--- Start of EXTRACT ---
When the Japanese were put an internment camps in America, what happened to their possessions or if they paid rent or a mortgage how did they pay rent without being able to work while they were in the camps?
When the Japanese were put an internment camps in America, what happened to their possessions or if they paid rent or a mortgage how did they pay rent without being able to work while they were in the camps?
Comments
Long story short? They mostly lost it all. There are a few very notable exceptions where neighbors stepped up and worked the land and kept the payments up, but those are exceptions.
https://www.smithsonianmag.com/history/during-world-war-ii-farmer-risked-everything-help-japanese-american-neighbors-180985441/
They were told to immediately sell their property. In most cases at far reduced prices since they didn’t have time to look for a market-price buyer and the market was saturated with other Japanese-Americans selling their houses and businesses.
Their vehicles were requisitioned for the war effort.
Whatever property they didn’t carry with them to camps or were able to give to friends/neighbors for safekeeping was lost.
Still better than in Canada: Canadian government just straight-up seized their houses without compensation.
The simple answer is that they got screwed. But, “Who cares… They are not us!” sentiment seems much stronger now.
We did this to the southern immigrants in the 1970’s. It was brutal and destroyed lives. That’s why we stopped doing it.
--- End of EXTRACT ---
SET OF TASKS:
(a) Reproduce everything in the internment discussion from "The simple answer" down to "stopped doing it.".
(b) In the internment discussion, what happened to the interned Japanese-Americans' vehicles?
The records that come next can be left aside; they play no part here.
--- Start of RECORDS PROVIDED ---
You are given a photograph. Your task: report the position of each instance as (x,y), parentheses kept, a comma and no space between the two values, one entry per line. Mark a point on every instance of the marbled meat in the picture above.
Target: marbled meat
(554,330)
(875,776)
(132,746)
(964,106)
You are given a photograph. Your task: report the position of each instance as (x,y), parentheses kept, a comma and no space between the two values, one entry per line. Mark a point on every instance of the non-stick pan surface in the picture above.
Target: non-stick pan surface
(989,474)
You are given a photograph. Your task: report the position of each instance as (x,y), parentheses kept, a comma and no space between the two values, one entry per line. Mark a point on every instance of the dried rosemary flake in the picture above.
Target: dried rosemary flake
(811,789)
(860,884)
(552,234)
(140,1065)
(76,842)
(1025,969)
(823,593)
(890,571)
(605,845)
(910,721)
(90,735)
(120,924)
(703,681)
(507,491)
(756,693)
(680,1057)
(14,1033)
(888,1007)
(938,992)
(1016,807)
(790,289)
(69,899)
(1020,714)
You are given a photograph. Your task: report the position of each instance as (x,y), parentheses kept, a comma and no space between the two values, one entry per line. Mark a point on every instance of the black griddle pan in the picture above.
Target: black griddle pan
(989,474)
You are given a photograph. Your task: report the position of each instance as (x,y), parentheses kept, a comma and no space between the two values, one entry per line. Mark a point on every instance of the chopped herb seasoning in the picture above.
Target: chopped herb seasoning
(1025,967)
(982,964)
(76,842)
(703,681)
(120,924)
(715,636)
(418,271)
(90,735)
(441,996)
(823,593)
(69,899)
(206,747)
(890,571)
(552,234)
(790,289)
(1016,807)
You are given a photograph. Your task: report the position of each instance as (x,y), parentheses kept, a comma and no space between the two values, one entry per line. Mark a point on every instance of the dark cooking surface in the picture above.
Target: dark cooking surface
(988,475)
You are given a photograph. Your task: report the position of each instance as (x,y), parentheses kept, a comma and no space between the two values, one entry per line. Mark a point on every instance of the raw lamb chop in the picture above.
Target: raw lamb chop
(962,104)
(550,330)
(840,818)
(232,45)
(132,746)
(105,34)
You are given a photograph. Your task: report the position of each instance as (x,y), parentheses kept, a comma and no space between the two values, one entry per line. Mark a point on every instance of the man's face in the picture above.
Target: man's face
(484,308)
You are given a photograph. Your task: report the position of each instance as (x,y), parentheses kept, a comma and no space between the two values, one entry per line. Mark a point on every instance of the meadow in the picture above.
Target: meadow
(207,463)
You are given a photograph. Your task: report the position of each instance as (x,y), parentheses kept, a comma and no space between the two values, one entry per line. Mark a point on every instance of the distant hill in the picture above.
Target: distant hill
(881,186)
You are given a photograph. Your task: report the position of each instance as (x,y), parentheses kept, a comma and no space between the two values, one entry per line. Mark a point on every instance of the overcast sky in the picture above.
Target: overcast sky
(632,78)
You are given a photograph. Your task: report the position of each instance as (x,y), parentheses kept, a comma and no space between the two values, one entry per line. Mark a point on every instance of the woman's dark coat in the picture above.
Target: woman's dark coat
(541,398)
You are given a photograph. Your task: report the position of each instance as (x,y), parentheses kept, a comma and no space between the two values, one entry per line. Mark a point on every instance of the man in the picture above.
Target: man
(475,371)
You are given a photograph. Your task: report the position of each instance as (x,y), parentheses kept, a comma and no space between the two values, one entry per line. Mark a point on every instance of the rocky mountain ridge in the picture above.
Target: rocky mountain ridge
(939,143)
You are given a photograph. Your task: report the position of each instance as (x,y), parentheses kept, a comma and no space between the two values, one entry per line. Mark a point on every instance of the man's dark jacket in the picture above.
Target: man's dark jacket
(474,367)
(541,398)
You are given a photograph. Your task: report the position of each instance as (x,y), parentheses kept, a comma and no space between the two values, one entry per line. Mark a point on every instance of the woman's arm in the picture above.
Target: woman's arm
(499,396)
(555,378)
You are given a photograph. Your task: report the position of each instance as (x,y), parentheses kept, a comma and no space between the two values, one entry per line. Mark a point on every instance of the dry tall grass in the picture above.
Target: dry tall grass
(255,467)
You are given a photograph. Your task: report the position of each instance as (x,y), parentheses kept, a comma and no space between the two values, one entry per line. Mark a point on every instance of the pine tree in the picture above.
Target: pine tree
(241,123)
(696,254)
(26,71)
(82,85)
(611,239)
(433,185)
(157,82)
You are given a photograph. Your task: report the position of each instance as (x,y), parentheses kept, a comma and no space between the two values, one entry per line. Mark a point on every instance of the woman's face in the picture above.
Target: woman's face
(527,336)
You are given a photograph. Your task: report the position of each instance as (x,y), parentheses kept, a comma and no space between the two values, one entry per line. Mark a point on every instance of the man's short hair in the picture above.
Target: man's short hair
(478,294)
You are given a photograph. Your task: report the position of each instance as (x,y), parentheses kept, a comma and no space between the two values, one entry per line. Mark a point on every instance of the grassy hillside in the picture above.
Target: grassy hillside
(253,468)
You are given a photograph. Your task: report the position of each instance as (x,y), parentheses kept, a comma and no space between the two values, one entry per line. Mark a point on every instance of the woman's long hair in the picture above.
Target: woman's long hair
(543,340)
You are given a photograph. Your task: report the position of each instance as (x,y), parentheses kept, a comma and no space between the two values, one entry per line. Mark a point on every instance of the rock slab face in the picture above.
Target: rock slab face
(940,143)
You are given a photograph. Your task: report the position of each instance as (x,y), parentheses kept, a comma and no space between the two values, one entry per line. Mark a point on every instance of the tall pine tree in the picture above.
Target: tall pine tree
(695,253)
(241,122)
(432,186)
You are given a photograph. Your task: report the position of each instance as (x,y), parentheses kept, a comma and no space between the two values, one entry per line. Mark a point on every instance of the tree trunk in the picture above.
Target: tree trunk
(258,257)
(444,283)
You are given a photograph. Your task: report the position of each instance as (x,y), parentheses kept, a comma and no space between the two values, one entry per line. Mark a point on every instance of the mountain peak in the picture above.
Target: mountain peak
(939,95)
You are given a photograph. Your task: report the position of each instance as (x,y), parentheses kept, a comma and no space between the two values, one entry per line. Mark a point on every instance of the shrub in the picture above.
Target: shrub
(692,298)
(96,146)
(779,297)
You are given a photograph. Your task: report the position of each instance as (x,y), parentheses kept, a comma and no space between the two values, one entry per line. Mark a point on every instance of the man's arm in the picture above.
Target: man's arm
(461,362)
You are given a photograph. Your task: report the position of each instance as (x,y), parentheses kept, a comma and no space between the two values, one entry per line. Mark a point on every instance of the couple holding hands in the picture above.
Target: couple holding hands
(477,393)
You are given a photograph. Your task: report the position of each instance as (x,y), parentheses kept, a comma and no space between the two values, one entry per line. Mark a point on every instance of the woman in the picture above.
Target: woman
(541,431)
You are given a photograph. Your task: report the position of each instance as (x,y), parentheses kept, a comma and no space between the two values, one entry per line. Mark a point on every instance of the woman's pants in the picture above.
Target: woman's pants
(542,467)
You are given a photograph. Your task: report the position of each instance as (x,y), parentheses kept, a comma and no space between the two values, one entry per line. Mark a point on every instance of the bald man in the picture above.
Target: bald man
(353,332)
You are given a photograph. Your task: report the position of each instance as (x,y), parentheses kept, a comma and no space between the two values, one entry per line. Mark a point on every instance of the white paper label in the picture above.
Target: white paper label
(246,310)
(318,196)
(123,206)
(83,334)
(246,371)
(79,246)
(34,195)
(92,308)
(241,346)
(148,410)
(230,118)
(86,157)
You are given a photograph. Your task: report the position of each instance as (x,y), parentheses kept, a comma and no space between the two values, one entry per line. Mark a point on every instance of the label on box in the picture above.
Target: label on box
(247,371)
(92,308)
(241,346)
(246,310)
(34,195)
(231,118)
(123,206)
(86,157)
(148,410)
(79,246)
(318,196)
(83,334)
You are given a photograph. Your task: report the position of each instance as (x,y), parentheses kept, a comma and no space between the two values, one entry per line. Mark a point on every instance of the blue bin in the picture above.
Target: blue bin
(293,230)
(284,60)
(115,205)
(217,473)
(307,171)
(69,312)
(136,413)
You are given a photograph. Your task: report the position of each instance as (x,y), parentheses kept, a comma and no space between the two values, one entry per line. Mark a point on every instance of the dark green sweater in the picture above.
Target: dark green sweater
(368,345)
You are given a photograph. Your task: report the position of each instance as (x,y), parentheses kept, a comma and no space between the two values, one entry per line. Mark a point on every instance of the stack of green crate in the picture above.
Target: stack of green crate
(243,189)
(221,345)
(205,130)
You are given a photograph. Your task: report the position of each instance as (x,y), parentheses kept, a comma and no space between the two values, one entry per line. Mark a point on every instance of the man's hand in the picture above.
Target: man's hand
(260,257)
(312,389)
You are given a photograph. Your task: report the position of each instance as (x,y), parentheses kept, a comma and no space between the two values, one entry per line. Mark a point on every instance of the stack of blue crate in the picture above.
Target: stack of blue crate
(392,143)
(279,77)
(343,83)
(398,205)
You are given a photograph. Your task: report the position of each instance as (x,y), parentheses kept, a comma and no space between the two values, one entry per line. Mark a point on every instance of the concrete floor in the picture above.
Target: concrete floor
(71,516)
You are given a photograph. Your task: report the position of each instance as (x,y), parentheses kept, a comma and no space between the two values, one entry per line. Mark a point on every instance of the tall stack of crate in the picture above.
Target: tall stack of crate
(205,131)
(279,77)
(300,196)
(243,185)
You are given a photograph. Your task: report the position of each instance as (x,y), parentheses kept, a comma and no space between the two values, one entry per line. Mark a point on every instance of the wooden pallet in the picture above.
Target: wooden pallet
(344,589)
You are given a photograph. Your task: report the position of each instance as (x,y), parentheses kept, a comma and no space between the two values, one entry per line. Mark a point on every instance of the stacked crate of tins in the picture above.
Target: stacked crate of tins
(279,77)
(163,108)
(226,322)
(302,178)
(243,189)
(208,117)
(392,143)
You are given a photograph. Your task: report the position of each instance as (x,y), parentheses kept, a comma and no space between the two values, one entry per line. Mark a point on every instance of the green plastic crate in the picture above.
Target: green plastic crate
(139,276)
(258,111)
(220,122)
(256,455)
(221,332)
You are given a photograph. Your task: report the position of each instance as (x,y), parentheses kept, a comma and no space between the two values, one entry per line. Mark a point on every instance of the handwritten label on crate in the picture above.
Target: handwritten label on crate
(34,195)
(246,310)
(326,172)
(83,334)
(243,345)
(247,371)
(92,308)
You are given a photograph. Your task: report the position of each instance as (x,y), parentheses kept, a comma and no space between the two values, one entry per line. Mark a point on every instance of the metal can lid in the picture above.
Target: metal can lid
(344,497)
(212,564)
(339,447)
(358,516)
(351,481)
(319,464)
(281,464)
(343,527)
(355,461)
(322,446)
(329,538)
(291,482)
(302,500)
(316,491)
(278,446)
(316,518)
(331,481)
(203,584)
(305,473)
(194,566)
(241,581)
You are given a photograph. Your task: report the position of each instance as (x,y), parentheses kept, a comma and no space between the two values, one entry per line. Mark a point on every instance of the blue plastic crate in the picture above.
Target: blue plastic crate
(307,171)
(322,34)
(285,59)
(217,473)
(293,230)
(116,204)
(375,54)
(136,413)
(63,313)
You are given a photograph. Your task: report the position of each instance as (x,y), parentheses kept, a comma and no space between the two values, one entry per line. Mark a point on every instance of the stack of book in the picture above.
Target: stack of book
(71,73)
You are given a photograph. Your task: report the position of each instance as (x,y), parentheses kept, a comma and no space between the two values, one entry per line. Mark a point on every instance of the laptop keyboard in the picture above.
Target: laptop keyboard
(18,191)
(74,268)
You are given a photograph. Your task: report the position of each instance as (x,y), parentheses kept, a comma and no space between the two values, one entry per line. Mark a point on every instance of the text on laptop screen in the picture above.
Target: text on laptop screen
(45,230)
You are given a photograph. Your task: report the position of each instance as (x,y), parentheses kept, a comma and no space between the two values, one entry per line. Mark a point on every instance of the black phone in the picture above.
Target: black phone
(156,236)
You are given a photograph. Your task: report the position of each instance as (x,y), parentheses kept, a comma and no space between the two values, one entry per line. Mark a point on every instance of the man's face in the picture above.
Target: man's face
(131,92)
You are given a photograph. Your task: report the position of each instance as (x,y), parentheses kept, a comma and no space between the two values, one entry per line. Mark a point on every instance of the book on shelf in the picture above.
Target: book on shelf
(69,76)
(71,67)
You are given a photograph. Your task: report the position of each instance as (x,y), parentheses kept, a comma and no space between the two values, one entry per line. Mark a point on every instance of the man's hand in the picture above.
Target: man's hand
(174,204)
--- End of RECORDS PROVIDED ---
EXERCISE RESULTS:
(a)
The simple answer is that they got screwed. But, “Who cares… They are not us!” sentiment seems much stronger now.
We did this to the southern immigrants in the 1970’s. It was brutal and destroyed lives. That’s why we stopped doing it.

(b) They were requisitioned for the war effort.